**Passage to read**:
◆ ◆ ◆ ◆ ◆ ◆ ◆
When I was younger, over 30 years ago, a punk driving  in Chicago got angry and in a moment of road rage punched his fist through my car window. My blood was all over the place because the capillaries in the human face have lots of blood going to them. The shards of broken glass cut my face up. I went to the Emergency Room and called 911. The Chicago police came, but the two bums that arrived were TOO LAZY to do their jobs. They did nothing. I found out later that the punk lived up in Evanston, Illinois. He just drove away after assaulting me and shedding my blood. I thought about going to Evanston to vandalize his car, but I didn't, fearing that I would likely get caught and go to jail instead. And also, that is not who I am. I have never avenged myself. I decided to leave vengeance in the Lord's hands as He promised.

I went to court, but the punk didn't bother to show up. The crooked judge put out a bench warrant for his arrest, but nothing was ever done. I had to go to a junk yard to buy an old window and replace it myself. The punk gave some lame sob story to the violent crimes detective that he had lost his job and his dog died; which somehow gave him the right to shed my blood? The ungodly police department let the punk go, and he was never held accountable. I am trusting God to punish that creep for what he did to me, and to punish the ungodly corrupt Chicago police and dysfunctional court system that failed me.

In this case, and hundreds more, there is absolutely nothing I can do to obtain justice. I have to let the matter go, which I did decades ago, trusting God to keep His solemn promise to avenge all evil. I have aggressively been run off the road multiple times by crazy drivers.
◆ ◆ ◆ ◆ ◆ ◆ ◆
[Lines from a collection]
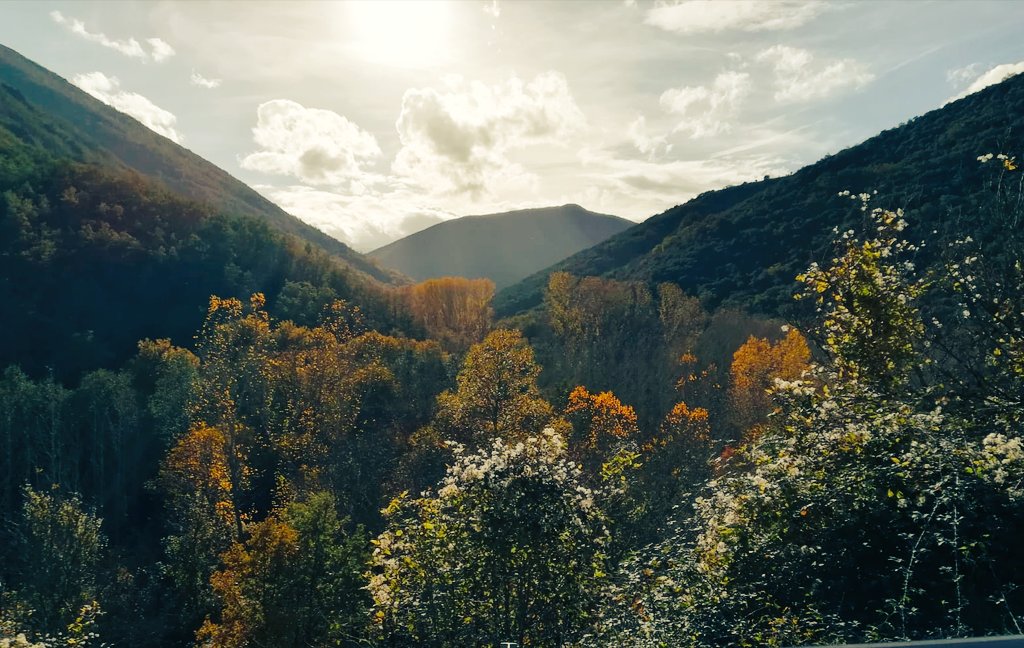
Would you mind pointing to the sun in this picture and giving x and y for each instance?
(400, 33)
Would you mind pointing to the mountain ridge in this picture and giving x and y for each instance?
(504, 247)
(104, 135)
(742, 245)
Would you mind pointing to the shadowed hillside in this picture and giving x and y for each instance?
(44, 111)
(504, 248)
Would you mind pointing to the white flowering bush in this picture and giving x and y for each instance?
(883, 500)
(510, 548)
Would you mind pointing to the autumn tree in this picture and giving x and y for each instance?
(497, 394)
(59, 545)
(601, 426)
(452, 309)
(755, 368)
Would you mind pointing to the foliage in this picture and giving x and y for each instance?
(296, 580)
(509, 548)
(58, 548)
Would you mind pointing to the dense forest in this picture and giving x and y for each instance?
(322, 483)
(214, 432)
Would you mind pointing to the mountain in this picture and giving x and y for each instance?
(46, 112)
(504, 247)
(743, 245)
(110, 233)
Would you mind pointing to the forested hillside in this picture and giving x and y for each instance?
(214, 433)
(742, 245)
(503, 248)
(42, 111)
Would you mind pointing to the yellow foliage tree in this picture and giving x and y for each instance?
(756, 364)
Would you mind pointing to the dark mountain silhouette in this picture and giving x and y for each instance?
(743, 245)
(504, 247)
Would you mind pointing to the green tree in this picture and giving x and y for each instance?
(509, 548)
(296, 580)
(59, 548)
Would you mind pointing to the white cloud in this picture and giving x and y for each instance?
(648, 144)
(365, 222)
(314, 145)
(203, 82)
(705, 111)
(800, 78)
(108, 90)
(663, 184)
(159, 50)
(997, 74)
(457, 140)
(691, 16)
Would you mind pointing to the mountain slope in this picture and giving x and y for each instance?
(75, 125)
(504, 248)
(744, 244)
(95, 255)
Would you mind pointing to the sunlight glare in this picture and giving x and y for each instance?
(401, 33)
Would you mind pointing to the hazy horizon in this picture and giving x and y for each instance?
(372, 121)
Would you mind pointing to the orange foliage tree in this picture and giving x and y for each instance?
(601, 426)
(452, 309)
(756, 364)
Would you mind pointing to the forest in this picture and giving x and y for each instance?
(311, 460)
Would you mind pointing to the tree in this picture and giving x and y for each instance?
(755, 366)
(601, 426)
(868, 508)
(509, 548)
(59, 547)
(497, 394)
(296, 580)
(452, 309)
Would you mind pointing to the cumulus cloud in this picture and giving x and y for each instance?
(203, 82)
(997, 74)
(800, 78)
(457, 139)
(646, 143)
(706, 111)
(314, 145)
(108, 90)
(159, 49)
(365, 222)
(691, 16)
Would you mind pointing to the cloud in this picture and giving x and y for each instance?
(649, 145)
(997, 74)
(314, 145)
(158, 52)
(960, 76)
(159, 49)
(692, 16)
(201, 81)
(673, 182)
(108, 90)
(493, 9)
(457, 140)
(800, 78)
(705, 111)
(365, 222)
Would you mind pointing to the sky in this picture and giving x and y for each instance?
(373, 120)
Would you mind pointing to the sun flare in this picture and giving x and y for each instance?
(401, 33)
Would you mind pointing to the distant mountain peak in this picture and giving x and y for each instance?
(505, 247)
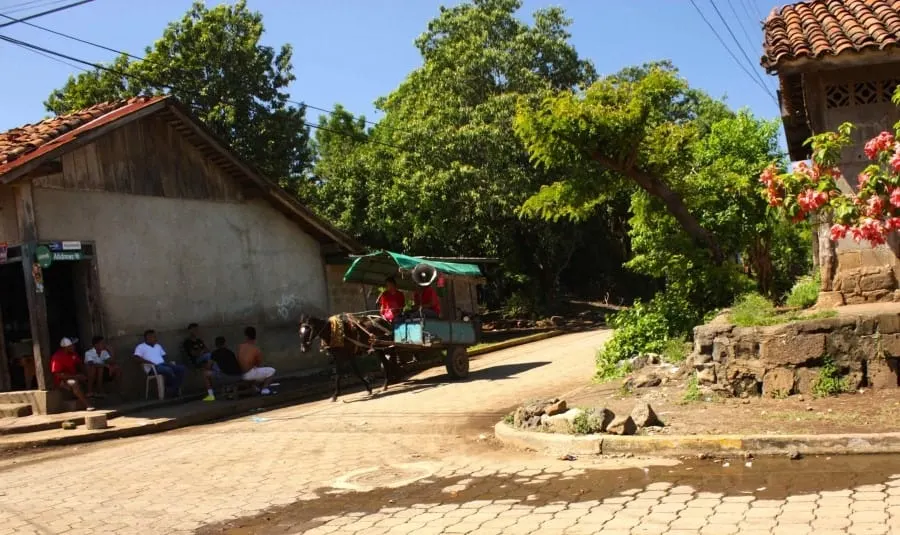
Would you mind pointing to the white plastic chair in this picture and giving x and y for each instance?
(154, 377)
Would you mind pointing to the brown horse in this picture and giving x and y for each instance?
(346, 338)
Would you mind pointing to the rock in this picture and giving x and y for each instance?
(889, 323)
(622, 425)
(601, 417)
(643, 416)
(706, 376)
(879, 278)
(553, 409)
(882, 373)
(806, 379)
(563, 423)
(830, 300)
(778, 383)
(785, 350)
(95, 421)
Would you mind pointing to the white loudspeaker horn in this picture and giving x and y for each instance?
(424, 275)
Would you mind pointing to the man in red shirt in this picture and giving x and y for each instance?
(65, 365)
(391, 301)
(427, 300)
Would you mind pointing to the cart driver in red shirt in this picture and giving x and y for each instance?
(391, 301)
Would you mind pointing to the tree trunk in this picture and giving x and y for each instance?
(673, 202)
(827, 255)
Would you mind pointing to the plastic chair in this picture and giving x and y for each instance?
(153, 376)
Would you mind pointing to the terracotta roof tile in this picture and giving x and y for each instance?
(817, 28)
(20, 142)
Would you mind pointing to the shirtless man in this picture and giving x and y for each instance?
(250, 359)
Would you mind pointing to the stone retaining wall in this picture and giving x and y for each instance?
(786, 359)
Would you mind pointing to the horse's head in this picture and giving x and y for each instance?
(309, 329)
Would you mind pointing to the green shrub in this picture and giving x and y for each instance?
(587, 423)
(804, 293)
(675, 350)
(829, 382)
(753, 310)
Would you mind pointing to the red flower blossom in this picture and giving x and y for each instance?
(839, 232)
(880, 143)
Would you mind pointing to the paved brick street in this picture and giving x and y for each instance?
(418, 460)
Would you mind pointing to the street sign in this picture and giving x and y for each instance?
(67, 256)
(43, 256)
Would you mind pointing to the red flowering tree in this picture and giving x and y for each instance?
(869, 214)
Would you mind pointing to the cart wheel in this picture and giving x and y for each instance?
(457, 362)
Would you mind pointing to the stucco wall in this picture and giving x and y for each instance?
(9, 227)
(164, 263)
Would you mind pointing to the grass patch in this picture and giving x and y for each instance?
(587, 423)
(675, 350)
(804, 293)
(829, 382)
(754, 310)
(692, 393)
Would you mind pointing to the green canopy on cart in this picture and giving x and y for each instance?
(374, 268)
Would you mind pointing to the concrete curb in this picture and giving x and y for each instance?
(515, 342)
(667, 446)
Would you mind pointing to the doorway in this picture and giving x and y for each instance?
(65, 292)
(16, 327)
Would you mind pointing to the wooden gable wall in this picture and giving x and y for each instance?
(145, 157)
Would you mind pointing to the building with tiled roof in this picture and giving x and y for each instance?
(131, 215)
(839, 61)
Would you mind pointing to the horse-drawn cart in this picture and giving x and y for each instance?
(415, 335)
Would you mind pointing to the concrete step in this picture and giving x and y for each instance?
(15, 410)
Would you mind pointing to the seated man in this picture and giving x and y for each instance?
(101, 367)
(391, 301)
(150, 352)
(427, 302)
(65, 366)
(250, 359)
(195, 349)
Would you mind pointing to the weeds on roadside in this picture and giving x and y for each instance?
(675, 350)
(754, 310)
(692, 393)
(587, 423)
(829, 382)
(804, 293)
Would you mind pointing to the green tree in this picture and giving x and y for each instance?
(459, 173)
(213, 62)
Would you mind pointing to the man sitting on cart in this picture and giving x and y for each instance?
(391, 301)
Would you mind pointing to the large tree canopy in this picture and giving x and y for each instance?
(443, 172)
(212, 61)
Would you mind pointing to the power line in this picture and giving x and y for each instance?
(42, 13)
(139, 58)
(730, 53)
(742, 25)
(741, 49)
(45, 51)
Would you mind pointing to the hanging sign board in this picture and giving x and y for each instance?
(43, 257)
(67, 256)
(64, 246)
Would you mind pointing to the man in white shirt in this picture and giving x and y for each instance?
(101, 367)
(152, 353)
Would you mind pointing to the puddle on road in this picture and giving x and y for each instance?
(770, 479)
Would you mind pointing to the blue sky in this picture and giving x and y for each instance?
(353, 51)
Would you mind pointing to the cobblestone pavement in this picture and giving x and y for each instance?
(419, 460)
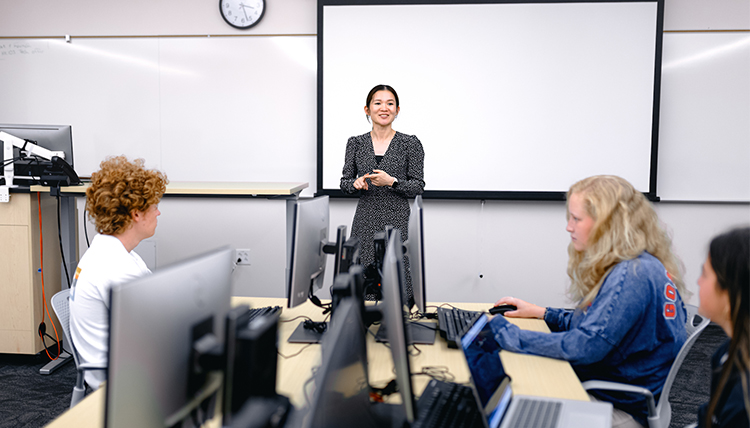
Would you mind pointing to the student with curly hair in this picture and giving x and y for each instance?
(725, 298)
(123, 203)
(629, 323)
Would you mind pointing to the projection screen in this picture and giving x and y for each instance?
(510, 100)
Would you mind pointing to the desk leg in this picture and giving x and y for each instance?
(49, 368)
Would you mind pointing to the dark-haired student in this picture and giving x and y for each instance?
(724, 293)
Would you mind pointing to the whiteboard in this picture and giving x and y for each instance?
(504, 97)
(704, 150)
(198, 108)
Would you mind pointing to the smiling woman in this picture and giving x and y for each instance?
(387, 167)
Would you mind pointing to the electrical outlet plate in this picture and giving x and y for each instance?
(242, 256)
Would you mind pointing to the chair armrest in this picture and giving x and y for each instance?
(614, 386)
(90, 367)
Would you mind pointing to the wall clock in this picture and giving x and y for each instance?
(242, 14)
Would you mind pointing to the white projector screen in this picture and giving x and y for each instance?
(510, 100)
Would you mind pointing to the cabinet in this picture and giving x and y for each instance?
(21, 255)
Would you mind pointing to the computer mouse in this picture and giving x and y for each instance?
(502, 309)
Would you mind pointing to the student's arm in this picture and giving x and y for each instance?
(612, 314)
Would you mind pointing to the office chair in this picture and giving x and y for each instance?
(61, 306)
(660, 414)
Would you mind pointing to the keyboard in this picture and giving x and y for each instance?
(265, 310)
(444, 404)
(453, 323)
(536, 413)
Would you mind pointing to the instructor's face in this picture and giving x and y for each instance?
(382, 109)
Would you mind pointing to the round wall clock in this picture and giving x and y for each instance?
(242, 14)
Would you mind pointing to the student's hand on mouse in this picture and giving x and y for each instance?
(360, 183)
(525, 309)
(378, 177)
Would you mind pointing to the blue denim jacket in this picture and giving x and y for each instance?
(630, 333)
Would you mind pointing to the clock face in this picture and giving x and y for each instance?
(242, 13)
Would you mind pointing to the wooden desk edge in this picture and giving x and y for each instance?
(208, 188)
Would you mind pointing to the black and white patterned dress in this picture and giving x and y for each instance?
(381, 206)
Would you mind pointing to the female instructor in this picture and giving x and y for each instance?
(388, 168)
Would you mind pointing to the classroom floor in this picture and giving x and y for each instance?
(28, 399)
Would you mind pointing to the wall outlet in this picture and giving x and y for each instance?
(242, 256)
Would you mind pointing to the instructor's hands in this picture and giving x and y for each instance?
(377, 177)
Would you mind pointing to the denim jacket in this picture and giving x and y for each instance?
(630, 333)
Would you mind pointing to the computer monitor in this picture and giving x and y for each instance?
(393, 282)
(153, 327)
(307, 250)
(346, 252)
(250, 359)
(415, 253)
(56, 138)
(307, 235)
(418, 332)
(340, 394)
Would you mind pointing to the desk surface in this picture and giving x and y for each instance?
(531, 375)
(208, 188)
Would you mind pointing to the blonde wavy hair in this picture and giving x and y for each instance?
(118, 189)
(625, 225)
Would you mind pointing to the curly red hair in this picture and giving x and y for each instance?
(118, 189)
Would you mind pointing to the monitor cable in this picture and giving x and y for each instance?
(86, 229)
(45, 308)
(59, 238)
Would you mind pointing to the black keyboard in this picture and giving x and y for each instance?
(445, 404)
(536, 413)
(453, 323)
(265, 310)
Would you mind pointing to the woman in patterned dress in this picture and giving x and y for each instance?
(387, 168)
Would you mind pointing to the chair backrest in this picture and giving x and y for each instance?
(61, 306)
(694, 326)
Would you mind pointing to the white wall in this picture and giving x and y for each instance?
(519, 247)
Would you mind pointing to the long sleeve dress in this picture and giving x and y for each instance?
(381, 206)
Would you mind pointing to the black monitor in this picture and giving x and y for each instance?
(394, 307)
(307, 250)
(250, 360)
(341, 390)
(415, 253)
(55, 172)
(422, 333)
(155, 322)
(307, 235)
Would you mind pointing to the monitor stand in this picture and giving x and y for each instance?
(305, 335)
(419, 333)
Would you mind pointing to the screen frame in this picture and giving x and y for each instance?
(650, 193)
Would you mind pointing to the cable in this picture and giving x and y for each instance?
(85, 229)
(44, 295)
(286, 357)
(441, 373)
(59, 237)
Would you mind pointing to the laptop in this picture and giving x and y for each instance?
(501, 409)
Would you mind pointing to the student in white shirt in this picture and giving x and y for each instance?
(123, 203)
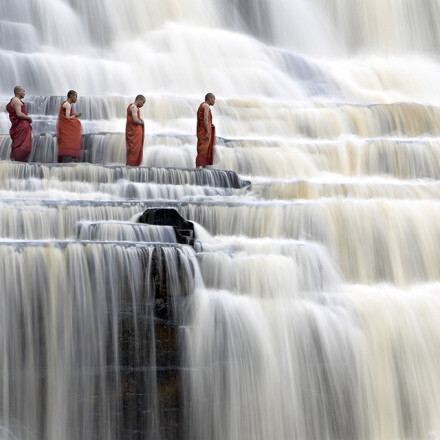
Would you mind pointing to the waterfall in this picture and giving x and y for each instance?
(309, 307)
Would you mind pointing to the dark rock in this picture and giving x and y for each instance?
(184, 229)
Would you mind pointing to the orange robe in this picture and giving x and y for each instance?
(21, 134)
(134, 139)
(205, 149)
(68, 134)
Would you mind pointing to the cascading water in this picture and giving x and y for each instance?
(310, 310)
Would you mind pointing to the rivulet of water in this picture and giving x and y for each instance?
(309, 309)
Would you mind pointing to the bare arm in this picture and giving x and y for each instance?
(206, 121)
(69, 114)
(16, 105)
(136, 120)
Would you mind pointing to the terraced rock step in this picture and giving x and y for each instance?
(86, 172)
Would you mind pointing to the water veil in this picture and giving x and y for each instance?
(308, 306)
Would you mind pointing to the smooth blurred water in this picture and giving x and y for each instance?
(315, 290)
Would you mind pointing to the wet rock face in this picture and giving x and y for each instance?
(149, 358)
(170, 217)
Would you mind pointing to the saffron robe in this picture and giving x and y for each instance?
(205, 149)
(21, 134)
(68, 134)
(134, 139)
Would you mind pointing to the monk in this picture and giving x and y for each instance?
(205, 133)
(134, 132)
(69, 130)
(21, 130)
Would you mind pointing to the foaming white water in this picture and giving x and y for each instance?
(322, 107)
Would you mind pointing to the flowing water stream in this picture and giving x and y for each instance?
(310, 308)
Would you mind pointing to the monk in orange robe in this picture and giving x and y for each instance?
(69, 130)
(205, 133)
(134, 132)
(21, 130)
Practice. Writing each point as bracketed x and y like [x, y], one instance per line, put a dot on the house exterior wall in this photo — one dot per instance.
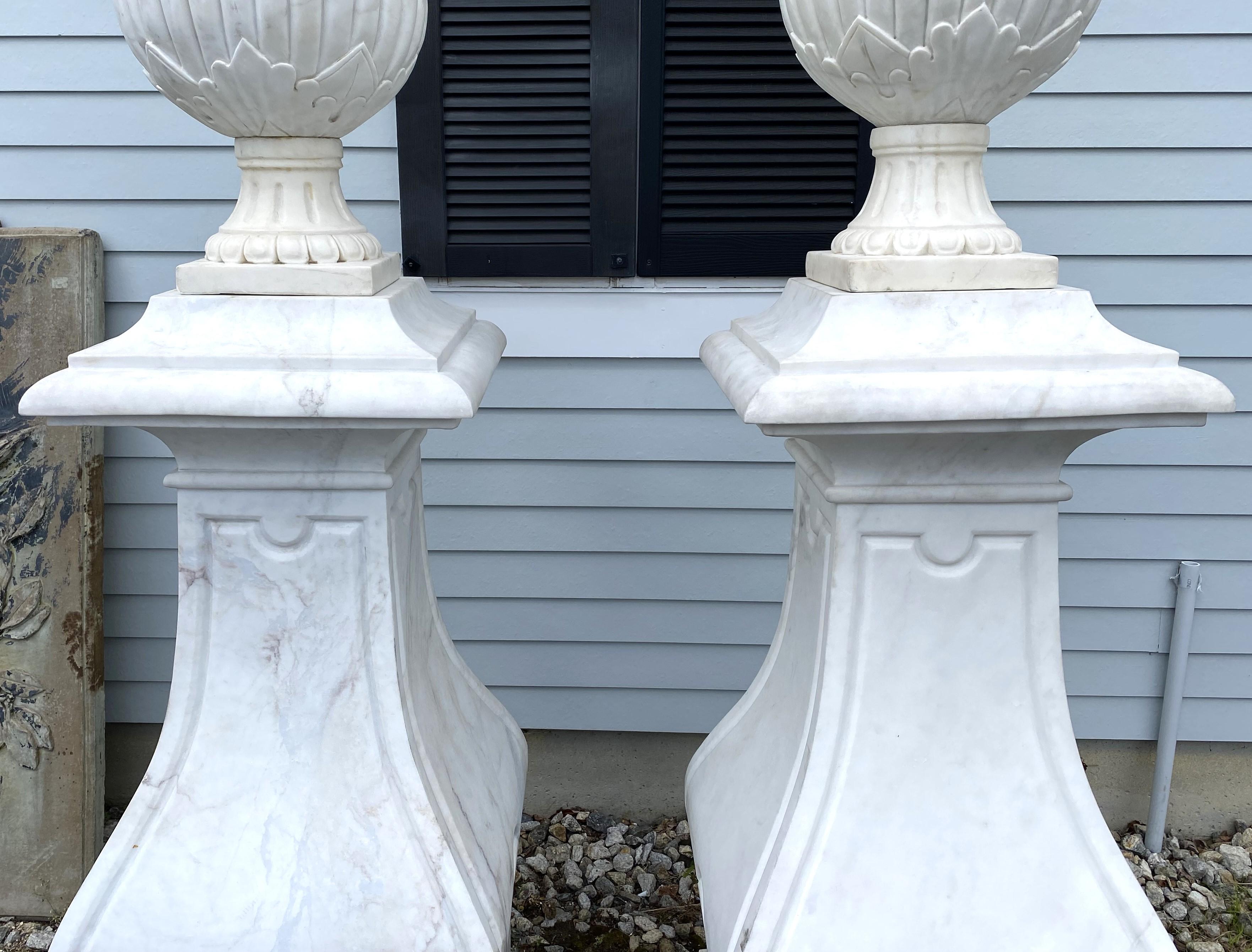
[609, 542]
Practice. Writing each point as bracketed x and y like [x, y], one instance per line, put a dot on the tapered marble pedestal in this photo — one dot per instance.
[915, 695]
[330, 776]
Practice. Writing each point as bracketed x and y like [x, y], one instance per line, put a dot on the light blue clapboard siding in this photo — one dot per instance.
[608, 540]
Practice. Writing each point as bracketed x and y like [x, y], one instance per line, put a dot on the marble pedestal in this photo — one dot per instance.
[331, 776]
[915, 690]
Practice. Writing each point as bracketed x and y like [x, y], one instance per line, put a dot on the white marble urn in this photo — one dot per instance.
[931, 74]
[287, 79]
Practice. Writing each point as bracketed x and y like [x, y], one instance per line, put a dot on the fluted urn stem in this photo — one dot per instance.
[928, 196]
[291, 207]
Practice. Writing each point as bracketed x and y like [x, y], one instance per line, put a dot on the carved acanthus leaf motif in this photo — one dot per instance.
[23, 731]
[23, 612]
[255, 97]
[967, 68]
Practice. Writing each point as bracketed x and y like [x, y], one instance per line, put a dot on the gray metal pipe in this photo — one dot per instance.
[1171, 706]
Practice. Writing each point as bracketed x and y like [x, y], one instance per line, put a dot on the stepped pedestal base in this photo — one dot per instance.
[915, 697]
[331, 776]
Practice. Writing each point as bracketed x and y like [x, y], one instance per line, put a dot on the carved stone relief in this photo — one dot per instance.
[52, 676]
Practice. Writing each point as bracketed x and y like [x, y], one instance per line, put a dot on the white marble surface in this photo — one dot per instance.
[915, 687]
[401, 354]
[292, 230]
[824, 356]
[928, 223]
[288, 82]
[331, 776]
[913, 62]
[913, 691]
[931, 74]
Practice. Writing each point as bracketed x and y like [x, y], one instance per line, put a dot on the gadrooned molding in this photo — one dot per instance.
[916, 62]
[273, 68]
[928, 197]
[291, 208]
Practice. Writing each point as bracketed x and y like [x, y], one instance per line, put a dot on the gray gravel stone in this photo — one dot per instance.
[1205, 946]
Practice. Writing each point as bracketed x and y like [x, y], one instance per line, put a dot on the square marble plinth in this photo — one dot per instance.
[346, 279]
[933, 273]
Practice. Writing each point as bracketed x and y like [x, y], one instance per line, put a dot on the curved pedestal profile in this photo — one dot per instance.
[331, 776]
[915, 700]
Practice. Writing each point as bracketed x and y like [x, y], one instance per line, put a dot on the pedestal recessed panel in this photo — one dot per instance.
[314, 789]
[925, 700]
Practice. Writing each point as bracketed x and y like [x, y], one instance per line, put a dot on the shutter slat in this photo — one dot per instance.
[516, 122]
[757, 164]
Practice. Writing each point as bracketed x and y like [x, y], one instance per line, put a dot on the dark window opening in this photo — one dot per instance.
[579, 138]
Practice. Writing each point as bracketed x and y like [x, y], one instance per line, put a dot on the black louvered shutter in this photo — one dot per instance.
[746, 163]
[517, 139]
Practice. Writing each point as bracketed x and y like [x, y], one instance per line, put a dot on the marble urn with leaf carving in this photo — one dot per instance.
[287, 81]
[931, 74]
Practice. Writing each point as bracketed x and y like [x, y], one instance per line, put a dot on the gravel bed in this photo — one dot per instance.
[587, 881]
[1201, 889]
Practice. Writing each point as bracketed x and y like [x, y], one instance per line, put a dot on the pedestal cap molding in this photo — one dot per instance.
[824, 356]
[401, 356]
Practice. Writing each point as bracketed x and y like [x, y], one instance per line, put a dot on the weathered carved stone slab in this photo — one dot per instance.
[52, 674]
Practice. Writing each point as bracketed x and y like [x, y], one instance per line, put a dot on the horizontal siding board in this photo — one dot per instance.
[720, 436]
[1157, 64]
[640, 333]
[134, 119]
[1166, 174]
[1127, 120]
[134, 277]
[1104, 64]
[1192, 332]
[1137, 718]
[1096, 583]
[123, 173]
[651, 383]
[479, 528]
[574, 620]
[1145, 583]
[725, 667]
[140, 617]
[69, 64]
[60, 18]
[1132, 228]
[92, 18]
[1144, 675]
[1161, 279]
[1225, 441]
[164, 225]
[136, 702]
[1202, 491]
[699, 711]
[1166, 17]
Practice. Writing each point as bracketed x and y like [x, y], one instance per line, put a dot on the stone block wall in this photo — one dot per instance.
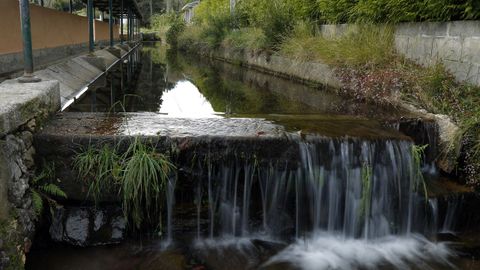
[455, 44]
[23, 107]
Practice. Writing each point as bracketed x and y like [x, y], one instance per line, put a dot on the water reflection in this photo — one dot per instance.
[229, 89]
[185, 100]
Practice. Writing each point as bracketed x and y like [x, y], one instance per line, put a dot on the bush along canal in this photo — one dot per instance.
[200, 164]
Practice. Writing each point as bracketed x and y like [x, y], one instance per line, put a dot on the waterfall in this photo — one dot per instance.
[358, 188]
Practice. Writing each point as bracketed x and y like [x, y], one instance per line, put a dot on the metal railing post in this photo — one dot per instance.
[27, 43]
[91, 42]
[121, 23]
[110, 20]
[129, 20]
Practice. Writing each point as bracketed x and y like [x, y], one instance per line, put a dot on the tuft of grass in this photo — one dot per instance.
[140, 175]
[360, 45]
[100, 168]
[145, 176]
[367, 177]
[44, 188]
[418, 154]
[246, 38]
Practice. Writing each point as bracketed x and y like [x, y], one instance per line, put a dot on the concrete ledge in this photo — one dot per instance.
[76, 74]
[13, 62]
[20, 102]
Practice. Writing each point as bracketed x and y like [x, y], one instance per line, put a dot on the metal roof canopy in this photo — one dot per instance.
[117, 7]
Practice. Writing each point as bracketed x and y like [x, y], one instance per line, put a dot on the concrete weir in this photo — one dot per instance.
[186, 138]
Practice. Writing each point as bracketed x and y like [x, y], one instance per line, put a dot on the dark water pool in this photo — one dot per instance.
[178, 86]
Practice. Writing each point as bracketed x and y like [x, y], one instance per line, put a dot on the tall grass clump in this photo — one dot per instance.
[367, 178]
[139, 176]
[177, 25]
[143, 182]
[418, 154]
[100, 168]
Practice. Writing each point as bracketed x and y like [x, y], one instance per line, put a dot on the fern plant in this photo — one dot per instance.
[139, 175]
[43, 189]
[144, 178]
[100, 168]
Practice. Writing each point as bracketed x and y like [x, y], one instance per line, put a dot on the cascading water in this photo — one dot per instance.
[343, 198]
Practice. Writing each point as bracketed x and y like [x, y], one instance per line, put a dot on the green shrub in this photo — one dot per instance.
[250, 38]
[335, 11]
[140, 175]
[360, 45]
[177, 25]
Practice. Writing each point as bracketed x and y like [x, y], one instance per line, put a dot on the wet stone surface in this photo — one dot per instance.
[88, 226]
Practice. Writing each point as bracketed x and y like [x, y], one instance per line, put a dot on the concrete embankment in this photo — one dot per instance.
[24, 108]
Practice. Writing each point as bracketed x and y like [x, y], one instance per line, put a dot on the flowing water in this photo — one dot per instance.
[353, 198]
◆ ◆ ◆ ◆ ◆ ◆ ◆
**What to do**: How would you put this sentence from the road-rage account into Spanish: "I had to go to a junk yard to buy an old window and replace it myself." None of these lines is needed for the work.

**Exercise output**: Tuve que ir a un depósito de chatarra para comprar una ventanilla vieja y reemplazarla por mi cuenta.